◆ THE REQUEST ◆
Omit all pictures. Quote the lines from the one with "Where in this photo can the golden" through the end of the listing below, exactly as they appear.

##### EXTRACTED DATA #####

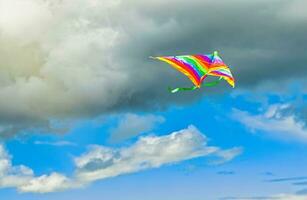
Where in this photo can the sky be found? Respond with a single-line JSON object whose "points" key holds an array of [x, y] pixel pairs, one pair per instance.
{"points": [[85, 114]]}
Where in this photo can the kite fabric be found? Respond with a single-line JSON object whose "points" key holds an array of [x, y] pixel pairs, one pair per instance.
{"points": [[198, 67]]}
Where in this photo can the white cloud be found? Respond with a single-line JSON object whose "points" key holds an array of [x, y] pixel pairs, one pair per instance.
{"points": [[81, 59], [22, 177], [131, 125], [274, 121], [147, 152], [101, 162]]}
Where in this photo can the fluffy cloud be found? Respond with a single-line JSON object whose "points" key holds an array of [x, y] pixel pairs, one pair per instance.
{"points": [[101, 162], [276, 121], [148, 152], [60, 59], [131, 125]]}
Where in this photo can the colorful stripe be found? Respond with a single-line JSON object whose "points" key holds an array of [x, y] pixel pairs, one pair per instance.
{"points": [[198, 67]]}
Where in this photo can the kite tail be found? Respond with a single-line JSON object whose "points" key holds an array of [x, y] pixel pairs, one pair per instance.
{"points": [[209, 84], [181, 89]]}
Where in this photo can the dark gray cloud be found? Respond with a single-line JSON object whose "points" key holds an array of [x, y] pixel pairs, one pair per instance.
{"points": [[65, 61]]}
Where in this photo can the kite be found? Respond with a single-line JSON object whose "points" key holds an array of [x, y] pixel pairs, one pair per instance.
{"points": [[198, 67]]}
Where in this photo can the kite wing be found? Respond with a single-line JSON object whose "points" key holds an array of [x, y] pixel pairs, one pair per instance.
{"points": [[198, 67]]}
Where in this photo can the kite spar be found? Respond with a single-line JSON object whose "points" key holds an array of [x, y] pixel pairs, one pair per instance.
{"points": [[198, 67]]}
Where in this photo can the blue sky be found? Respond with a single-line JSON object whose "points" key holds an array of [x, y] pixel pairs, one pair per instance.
{"points": [[263, 157], [85, 114]]}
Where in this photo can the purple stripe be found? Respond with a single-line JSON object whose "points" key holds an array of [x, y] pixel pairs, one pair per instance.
{"points": [[205, 58], [188, 66], [222, 74]]}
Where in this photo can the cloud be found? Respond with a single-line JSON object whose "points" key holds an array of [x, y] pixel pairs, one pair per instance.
{"points": [[279, 197], [63, 60], [276, 120], [101, 162], [22, 177], [298, 178], [131, 125], [147, 152], [226, 173], [56, 143]]}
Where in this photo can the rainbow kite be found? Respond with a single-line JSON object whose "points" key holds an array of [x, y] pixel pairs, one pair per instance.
{"points": [[198, 67]]}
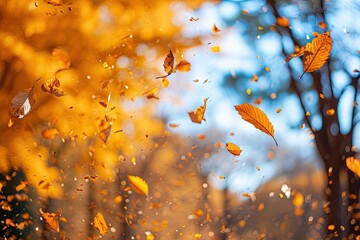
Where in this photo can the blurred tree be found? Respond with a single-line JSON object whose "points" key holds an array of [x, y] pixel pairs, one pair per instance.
{"points": [[335, 88]]}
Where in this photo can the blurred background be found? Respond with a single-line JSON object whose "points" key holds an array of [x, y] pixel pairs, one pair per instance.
{"points": [[99, 113]]}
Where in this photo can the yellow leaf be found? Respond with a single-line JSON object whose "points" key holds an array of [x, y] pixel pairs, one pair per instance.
{"points": [[198, 115], [233, 149], [317, 52], [183, 66], [139, 185], [353, 164], [100, 224], [257, 118], [215, 48]]}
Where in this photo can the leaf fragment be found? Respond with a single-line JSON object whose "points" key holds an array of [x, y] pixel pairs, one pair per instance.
{"points": [[233, 149], [198, 115], [139, 185], [100, 224], [257, 118], [317, 52], [353, 164]]}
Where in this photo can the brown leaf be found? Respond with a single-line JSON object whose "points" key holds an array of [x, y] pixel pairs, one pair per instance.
{"points": [[51, 219], [23, 102], [168, 64], [317, 52], [61, 58], [233, 149], [105, 127], [139, 185], [52, 86], [353, 164], [257, 118], [100, 224], [183, 66], [215, 29], [198, 115]]}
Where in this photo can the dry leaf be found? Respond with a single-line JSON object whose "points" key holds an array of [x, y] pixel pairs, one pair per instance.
{"points": [[49, 133], [168, 64], [317, 52], [139, 185], [215, 29], [215, 48], [100, 224], [61, 58], [23, 102], [353, 164], [257, 118], [105, 127], [233, 149], [51, 219], [183, 66], [198, 115], [282, 21], [52, 86]]}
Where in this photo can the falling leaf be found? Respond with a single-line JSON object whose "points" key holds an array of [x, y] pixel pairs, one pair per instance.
{"points": [[23, 102], [215, 48], [317, 52], [233, 149], [183, 66], [322, 25], [353, 164], [257, 118], [60, 57], [198, 115], [49, 133], [100, 224], [282, 21], [51, 219], [254, 78], [330, 112], [168, 64], [52, 86], [298, 53], [215, 29], [139, 185], [250, 195], [105, 127], [298, 199]]}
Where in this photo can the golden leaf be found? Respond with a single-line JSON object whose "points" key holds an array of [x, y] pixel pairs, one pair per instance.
{"points": [[317, 52], [215, 29], [168, 64], [51, 219], [233, 149], [353, 164], [100, 224], [23, 102], [183, 66], [257, 118], [198, 115], [139, 185]]}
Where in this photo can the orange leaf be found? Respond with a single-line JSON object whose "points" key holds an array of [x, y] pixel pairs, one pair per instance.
{"points": [[183, 66], [353, 164], [233, 149], [257, 118], [100, 224], [317, 52], [49, 133], [51, 219], [139, 185], [198, 115], [168, 64]]}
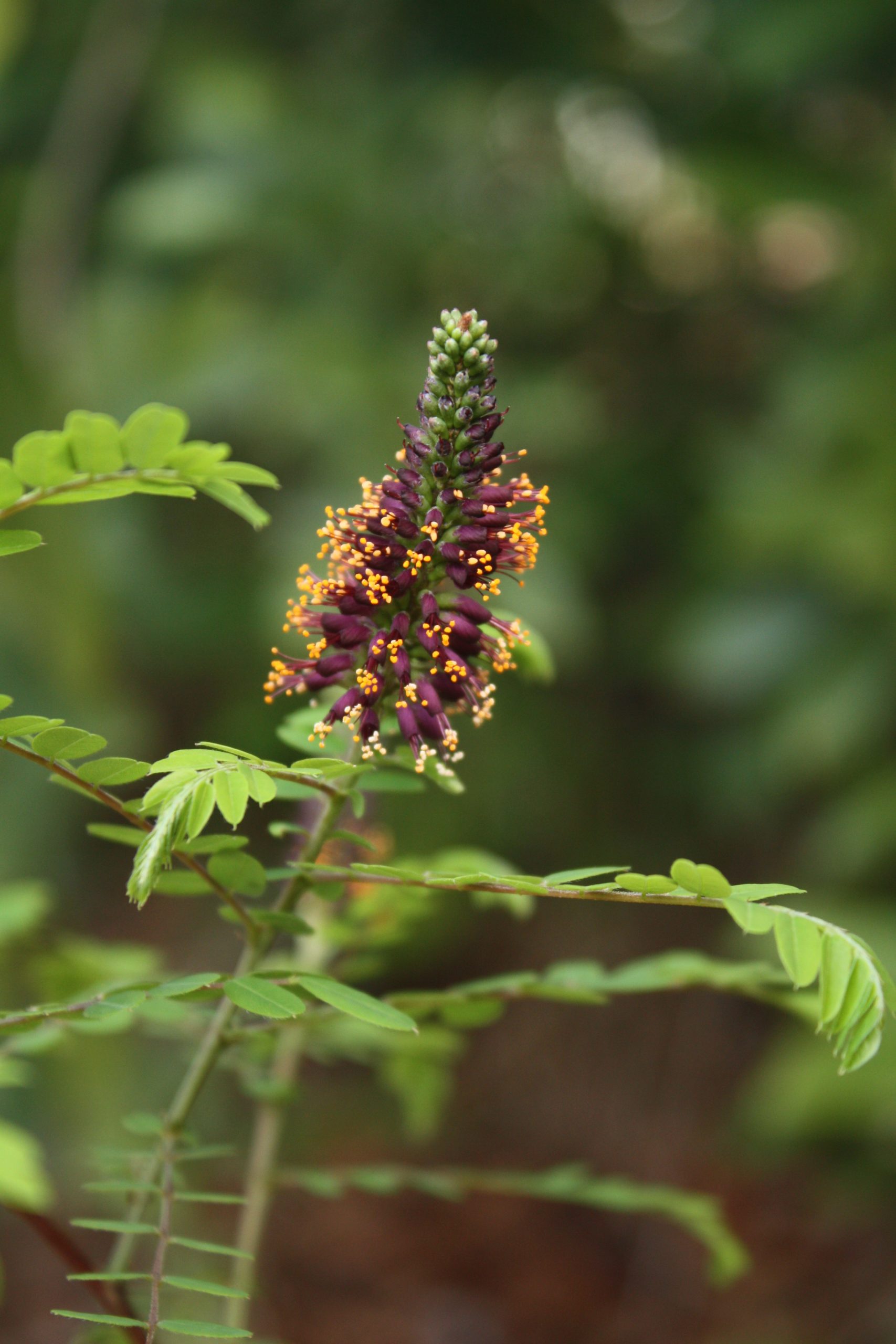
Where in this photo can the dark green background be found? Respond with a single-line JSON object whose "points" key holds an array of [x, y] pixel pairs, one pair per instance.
{"points": [[678, 217]]}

#####

◆ CORRECT RESPONSE ◆
Where in this photo can the golden leaf be found? Respond with a single-line JSON object whose "points" key holds an array of [x, y] pixel pairs, one pair per instance.
{"points": [[317, 52], [215, 29], [168, 64], [51, 219], [233, 149], [353, 164], [100, 224], [23, 102], [183, 66], [257, 118], [198, 115], [139, 185]]}
Where in this photo can the orange leaf be found? Respond with a single-line JSON object whose "points" key holds an array of [x, y] pixel pairs, one pair per instance.
{"points": [[183, 66], [353, 164], [233, 149], [257, 118], [100, 224], [317, 52], [49, 133], [51, 219], [139, 185], [198, 115], [168, 64]]}
Where in this photo can the dark green background be found? Respond with a single-line JSON object whose "points" key holds an array of [x, y] pixel pairs, one pair per instance.
{"points": [[678, 217]]}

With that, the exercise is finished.